• TRECHO FORNECIDO
• • • •
A TV aberta passou a ter como aliada a TV fechada (a cabo), cujos assinantes pagam para assistir a programação que querem; jornais e revistas também tem um grande aliado, o jornalismo on-line. Apesar de toda a tecnologia, o rádio, a TV aberta, os jornais e as revistas continuam fazendo parte da mídia. Estão todos lá na grande Rede. Ainda bem que temos opções.
E em meio a tantas mudanças no mundo eletrônico, o rádio brasileiro está completando 90 anos. Começou em 7 de setembro de 1922, ano em que se comemorou o I Centenário da Independência do Brasil. Foi uma festa no Rio de Janeiro, na Esplanada do Castelo. Visitantes ilustres compareceram, como empresários americanos que trouxeram a tecnologia da radiodifusão para exibi-las na Feira Internacional.
Depois da primeira transmissão, Roquette Pinto, médico legista. professor, antropólogo, etnólogo e ensaísta brasileiro tentou sem sucesso convencer o governo brasileiro a comprar os equipamentos na Feira, mas ele não desistiu, e para o bem da comunicação conseguiu convencer a Academia Brasileira de Ciências a comprar os equipamentos. Foi então, criada a primeira rádio do País, a Rádio Sociedade do Rio de Janeiro, atual Rádio MEC. Com direção do próprio Roquette Pinto, a programação era voltada para a elite, incluía ópera, recitais de poesia, concertos e palestras culturais. Como na época os anúncios pagos eram proibidos, a rádio era mantida por doações de ouvintes.
• • • •
• ATIVIDADE
Transcreva, do trecho fornecido, a parte que começa nas palavras "A TV aberta passou" e termina logo após "na Feira Internacional.".

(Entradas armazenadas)
• • • •
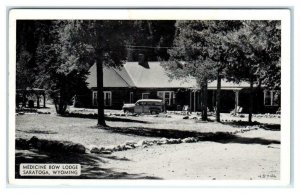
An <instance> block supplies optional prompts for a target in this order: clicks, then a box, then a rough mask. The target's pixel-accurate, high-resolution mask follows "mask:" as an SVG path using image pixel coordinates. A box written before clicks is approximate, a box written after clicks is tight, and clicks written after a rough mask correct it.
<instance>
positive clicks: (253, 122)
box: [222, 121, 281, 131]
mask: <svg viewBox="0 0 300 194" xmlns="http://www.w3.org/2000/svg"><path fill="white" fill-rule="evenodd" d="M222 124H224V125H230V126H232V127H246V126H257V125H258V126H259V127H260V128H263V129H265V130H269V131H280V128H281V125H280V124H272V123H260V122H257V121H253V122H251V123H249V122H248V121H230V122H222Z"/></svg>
• • • •
• EXERCÍCIO RESOLVIDO
A TV aberta passou a ter como aliada a TV fechada (a cabo), cujos assinantes pagam para assistir a programação que querem; jornais e revistas também tem um grande aliado, o jornalismo on-line. Apesar de toda a tecnologia, o rádio, a TV aberta, os jornais e as revistas continuam fazendo parte da mídia. Estão todos lá na grande Rede. Ainda bem que temos opções.
E em meio a tantas mudanças no mundo eletrônico, o rádio brasileiro está completando 90 anos. Começou em 7 de setembro de 1922, ano em que se comemorou o I Centenário da Independência do Brasil. Foi uma festa no Rio de Janeiro, na Esplanada do Castelo. Visitantes ilustres compareceram, como empresários americanos que trouxeram a tecnologia da radiodifusão para exibi-las na Feira Internacional.